--- START ---

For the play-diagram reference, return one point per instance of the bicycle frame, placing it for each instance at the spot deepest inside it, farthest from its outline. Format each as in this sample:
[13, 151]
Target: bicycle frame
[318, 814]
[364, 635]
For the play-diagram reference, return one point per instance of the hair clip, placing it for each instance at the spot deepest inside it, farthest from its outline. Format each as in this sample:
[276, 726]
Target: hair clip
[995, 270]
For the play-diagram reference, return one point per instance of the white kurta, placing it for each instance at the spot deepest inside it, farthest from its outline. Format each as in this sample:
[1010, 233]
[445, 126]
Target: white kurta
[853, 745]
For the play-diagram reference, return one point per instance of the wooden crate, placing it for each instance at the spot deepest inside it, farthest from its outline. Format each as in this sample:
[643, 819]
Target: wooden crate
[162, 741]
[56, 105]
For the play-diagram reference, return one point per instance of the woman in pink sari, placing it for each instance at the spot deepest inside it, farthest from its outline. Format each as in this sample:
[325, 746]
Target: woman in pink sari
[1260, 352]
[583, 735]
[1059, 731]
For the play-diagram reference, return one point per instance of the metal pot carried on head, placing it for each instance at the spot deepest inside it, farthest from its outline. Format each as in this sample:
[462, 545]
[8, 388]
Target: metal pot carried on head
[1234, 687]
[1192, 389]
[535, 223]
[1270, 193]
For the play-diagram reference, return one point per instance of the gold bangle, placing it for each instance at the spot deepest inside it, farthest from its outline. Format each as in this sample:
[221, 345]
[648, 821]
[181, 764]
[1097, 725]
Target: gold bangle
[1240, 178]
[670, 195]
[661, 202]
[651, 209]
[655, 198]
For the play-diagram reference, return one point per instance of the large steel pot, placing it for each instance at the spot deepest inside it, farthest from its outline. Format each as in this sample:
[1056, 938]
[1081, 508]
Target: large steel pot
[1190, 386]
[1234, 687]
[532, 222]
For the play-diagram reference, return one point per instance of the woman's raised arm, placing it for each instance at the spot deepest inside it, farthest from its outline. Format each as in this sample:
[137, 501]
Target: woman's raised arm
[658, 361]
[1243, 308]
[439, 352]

--- END ---

What to work on:
Reproduce the preceding records exactly and completely.

Reply to the task:
For the play-diagram reference, return one point per instance of the bicycle frame, placing it for each instance at the spot deepest inside it, farthest from its outline. Format each as in this sample:
[13, 151]
Target: bicycle frame
[318, 814]
[364, 635]
For the play-diagram reference, return one point per instance of the hair clip, placing it for each instance at the spot deepest inside it, farthest from its outline. Format each as in this sample:
[276, 726]
Target: hair clip
[995, 270]
For the play-diagram reference, return one point per instance of the white kurta, placing it for each instance at the spot deepest inside it, farthest from its outline. Format each as in this sample:
[1010, 233]
[445, 126]
Target: white kurta
[853, 745]
For the play-diagram reference, return one point per instance of the wooden crate, placing it for each instance at the spot deepest inside it, farthest from its outline. Format each as in this sample:
[643, 819]
Target: wooden crate
[162, 741]
[56, 105]
For the play-diagram reference, return one point per instance of the woman in pink sari, placing it for each instance at the spot deepest inside it, farthest from its outline. Format each as in this sample:
[325, 746]
Target: woman in pink sari
[1260, 352]
[583, 735]
[1059, 731]
For the play-diagram reference, return one point per instance of the metal pot carried on head, placing it for each instance at the spot deepest inside it, farthest from its outline. Format each as in this sample:
[462, 545]
[8, 388]
Target: metal pot carried on head
[1234, 687]
[1192, 389]
[535, 223]
[1270, 193]
For the play-diagram reference, return one point per instance of the gold bangle, placing it for each instance at the spot deepest inside it, farthest from its outline. Format each as in this sample:
[221, 345]
[648, 821]
[181, 764]
[1097, 725]
Target: gold bangle
[1240, 178]
[670, 195]
[661, 202]
[651, 209]
[655, 198]
For the play-diagram reference, return one point per instance of the large steel pot, placing it for each instance at the spot deepest inside it, farthest from its outline. Format each as in this sample:
[1056, 938]
[1081, 508]
Target: large steel pot
[1190, 386]
[1234, 687]
[532, 222]
For the play-diagram reference, return one point per instance of the woman's raised arm, placing it for each instance at the spot deepest inside it, farthest from its outline. Format each as in this sample:
[137, 501]
Target: woman's raised arm
[658, 361]
[1243, 308]
[439, 352]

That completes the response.